Pictures aside, each record should be reproduced exactly.

[Image-grounded pointing data]

━━━━━━━━━━

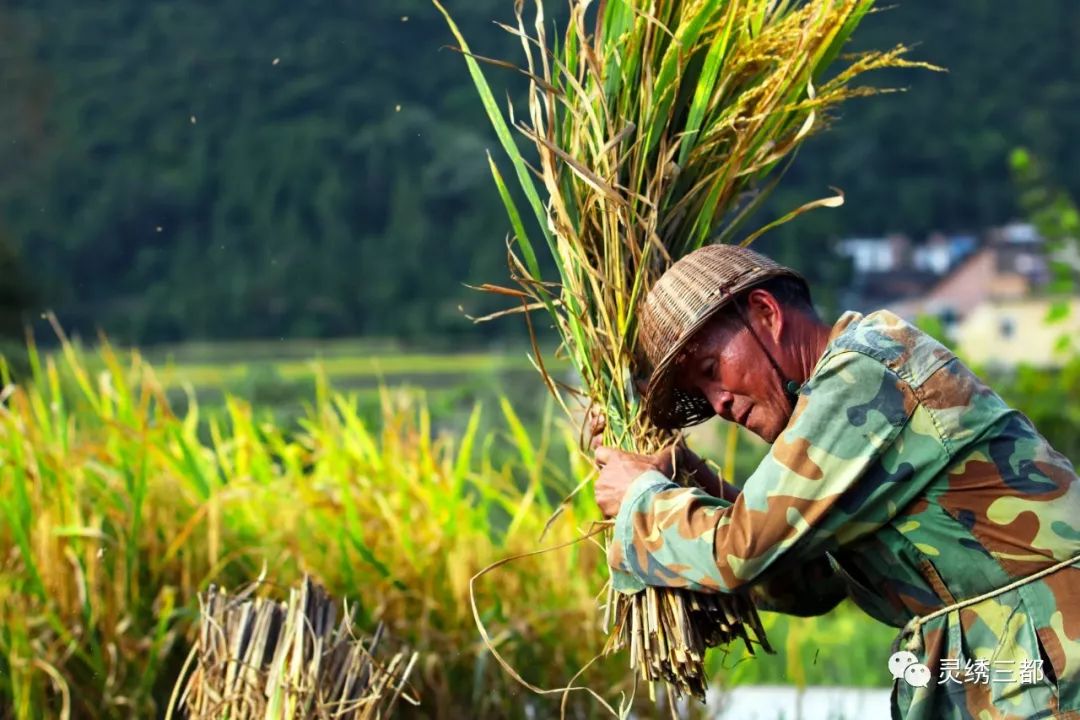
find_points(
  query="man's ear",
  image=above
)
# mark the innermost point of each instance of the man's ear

━━━━━━━━━━

__WRITTEN RESPONSE__.
find_points(
  query="man's ear",
  image=above
)
# mark the innermost point of each instance of the man's ear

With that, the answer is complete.